-------- DATA SHOWN

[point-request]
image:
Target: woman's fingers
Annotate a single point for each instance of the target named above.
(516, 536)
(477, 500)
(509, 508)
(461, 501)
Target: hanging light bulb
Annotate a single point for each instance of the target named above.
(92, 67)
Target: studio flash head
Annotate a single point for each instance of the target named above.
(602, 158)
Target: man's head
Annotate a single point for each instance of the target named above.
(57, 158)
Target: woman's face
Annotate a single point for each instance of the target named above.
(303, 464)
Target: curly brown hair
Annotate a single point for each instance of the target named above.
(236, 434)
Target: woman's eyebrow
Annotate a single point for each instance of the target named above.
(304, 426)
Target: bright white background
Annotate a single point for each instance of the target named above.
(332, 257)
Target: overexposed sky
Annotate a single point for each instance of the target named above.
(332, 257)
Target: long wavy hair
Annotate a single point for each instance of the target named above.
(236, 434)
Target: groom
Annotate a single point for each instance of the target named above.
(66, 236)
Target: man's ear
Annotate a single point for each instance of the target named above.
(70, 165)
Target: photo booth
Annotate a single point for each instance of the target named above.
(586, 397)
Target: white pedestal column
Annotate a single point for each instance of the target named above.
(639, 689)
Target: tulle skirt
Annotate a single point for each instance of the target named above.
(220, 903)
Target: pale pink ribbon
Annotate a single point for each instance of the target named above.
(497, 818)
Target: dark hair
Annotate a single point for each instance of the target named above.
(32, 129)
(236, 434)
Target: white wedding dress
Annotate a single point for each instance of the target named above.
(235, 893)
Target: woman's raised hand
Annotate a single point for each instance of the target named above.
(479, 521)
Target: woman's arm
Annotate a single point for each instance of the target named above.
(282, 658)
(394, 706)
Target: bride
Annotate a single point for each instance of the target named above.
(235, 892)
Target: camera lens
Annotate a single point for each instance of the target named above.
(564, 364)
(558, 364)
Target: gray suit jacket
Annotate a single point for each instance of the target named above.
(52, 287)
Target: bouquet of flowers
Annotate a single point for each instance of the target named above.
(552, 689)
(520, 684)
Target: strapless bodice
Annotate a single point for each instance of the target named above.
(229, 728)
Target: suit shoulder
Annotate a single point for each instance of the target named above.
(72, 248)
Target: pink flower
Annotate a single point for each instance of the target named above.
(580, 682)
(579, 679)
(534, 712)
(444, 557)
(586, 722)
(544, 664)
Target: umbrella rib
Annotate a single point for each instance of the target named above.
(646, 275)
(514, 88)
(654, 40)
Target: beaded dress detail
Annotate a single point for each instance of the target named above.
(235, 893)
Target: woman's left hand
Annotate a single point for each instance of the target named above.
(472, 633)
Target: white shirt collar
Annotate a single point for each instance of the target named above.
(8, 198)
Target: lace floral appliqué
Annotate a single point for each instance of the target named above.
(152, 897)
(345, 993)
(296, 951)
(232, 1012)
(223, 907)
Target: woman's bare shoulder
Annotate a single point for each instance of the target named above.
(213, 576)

----------------

INSTRUCTIONS FOR THE TASK -> Write out every line of the entries above again verbatim, with no changes.

SOLUTION TO THE PROBLEM ->
[point-request]
image:
Target: woman's fingers
Annotate a single point for each instance of the target named above.
(516, 536)
(477, 500)
(509, 508)
(461, 501)
Target: hanging light bulb
Annotate a single point for each instance of the target named above.
(92, 67)
Target: studio flash head
Annotate a single point for each instance of the target named above.
(602, 158)
Target: man's head
Annotate a single point for each instance of the target named above.
(57, 158)
Target: woman's face
Annotate a single point for each instance of the target named above.
(303, 464)
Target: curly brown hair
Annotate a single point for each instance of the target named above.
(236, 434)
Target: woman's eyebrow
Annotate a single point for each instance of the target named above.
(304, 426)
Target: bright white background
Annotate a single point for each instance of the target named above.
(332, 257)
Target: overexposed sky
Annotate a single point for each instance of the target named above.
(332, 257)
Target: long wavy hair
Annotate a single point for each instance of the target named above.
(236, 434)
Target: groom
Annotate a single point for each instance of the target named above.
(66, 236)
Target: man's ear
Annotate a single point for each instance of the target named above.
(70, 165)
Target: photo booth
Annotate a single point for each instance of the target named above.
(586, 397)
Target: white pedestal column
Annotate a single point for each instance of the target named above.
(639, 689)
Target: tulle skirt
Annotate a single point for each instance of the target named above.
(220, 903)
Target: pale pink ribbon
Annotate a single point for each instance of the target named above.
(497, 818)
Target: dark hair
Annotate a single point for each instance of the target named above.
(32, 129)
(236, 434)
Target: white wedding dress
Annotate a single point for each instance of the target named above.
(235, 893)
Target: woman's raised hand
Annotate a single point for each instance of the target named above.
(479, 521)
Target: woman's arm
Annotate a single point for each instance of the target named above.
(282, 658)
(394, 706)
Target: bride
Annotate a single point for each instance of the target named above.
(235, 892)
Target: camera lens
Annotate a single point for each instance of the target named above.
(564, 364)
(558, 364)
Target: gray suit jacket
Annotate a single point for each instance of the target named above.
(52, 287)
Target: bouquet of flowers
Annotate a single point for each instance of the target named above.
(552, 689)
(520, 684)
Target: strapless bodice
Annotate a single point for each instance of the target named above.
(229, 728)
Target: suit shoulder
Annotate a single point for each instance of the target named above.
(72, 248)
Target: pink flower
Annotate a single point for each instance of the target named above.
(580, 682)
(579, 679)
(534, 712)
(444, 557)
(586, 722)
(544, 664)
Target: umbrella rib
Annotate a single point for each instance of the target named above.
(646, 275)
(514, 88)
(654, 40)
Target: beaded dress detail
Annotate a single point for each instance of the target named above.
(235, 893)
Target: woman's left hand
Annotate a single point for each instance of the target named above.
(472, 633)
Target: white shirt collar
Annotate a single point for each instance of the target named above.
(8, 198)
Target: lace floral appliqué
Annotate a single point for each instance of the target named above.
(152, 897)
(345, 993)
(296, 951)
(232, 1012)
(223, 907)
Target: woman's bare shoulder
Annotate a single point for each instance of the target named above.
(213, 576)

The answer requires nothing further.